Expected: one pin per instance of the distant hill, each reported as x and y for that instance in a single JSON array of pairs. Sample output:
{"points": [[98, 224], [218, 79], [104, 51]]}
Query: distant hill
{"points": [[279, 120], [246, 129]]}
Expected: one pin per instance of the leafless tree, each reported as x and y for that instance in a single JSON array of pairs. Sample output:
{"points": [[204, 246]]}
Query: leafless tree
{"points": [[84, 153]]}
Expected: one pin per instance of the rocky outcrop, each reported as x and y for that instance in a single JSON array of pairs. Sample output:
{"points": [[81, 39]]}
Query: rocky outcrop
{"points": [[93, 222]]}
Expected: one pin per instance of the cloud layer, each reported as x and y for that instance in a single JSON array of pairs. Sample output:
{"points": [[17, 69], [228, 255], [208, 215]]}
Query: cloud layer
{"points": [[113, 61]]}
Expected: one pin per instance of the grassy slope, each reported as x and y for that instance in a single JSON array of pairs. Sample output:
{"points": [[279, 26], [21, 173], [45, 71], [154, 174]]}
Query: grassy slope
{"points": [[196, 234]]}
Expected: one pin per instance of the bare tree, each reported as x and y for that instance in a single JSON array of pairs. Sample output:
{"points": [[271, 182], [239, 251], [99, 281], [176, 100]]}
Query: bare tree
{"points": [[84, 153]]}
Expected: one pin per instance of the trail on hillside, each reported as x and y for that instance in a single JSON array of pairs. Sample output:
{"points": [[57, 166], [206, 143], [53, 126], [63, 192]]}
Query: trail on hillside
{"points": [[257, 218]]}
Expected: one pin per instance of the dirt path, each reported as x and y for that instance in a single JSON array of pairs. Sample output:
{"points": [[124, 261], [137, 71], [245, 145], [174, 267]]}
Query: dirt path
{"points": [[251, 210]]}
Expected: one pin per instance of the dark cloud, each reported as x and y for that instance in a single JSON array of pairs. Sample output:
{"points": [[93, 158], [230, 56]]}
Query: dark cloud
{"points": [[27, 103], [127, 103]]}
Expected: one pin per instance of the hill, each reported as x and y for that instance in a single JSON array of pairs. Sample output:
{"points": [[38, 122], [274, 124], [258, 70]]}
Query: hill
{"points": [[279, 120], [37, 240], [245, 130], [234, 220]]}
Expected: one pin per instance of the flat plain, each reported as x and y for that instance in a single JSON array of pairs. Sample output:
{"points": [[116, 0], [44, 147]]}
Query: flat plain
==============================
### WHAT THIS TASK INVOLVES
Everything above from the line containing "Expected: one pin per instance of the bare" down to the line containing "Expected: one pin per instance of the trail" is to be transcribed exactly, with both of those lines included and nothing else added.

### OUTPUT FOR THIS EXERCISE
Expected: one pin per instance of the bare tree, each reported as x and y for that instance in a single JSON array of pairs. Sample output:
{"points": [[271, 182], [239, 251], [99, 281], [176, 100]]}
Query: bare tree
{"points": [[84, 153]]}
Expected: one pin per instance of the trail on hillside, each reported as x and y for that instance in a single JSON array of pairs. Sample output:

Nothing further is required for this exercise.